● Exercise details: Copy out the records below word for word, beginning at the line that contains "of the dark" and going through the end of the records.

● Data to use:
*-*-*

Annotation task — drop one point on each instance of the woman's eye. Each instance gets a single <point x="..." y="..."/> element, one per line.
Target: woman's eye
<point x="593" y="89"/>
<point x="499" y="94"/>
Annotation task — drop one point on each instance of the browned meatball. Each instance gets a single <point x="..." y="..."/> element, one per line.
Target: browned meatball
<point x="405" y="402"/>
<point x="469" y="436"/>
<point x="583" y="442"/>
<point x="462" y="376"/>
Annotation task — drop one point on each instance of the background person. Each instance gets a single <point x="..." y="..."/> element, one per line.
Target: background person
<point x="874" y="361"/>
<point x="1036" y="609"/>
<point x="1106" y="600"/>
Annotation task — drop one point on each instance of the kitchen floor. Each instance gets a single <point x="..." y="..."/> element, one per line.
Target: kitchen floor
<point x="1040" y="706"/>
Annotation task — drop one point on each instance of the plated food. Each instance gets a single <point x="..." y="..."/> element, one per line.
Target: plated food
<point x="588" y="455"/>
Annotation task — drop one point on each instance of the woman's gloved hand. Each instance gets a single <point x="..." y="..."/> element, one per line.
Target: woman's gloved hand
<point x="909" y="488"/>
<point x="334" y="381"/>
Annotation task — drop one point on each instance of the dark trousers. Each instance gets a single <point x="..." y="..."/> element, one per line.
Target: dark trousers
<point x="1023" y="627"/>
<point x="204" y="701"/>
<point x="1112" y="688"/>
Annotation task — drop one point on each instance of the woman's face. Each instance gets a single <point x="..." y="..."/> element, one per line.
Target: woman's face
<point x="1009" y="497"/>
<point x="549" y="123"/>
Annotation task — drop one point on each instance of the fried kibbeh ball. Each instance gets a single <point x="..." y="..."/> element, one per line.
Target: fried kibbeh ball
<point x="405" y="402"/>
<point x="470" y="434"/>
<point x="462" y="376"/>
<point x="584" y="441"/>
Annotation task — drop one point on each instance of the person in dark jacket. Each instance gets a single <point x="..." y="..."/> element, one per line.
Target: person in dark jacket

*-*-*

● Written solution:
Annotation task — drop one point on each instance of the dark trousers. Each instance gets a single <point x="..." y="..."/> element, one per line.
Target: dark trousers
<point x="1023" y="627"/>
<point x="204" y="701"/>
<point x="1112" y="688"/>
Annotation task — drop one point on each instance of the woman's face. Each instance gets a single <point x="..." y="..."/> element, one per line.
Target: woman's face
<point x="1009" y="497"/>
<point x="549" y="123"/>
Annotation task — drop one point on each instance of the fried kibbeh ball. Each instance gets a single <point x="..." y="..."/> element, one per line.
Target: fried kibbeh ball
<point x="405" y="402"/>
<point x="470" y="434"/>
<point x="462" y="376"/>
<point x="584" y="441"/>
Annotation task — drop one point on each instance of the person in dark jacket. Each instance gets a single <point x="..." y="..."/> element, one per line.
Target: person in dark jacket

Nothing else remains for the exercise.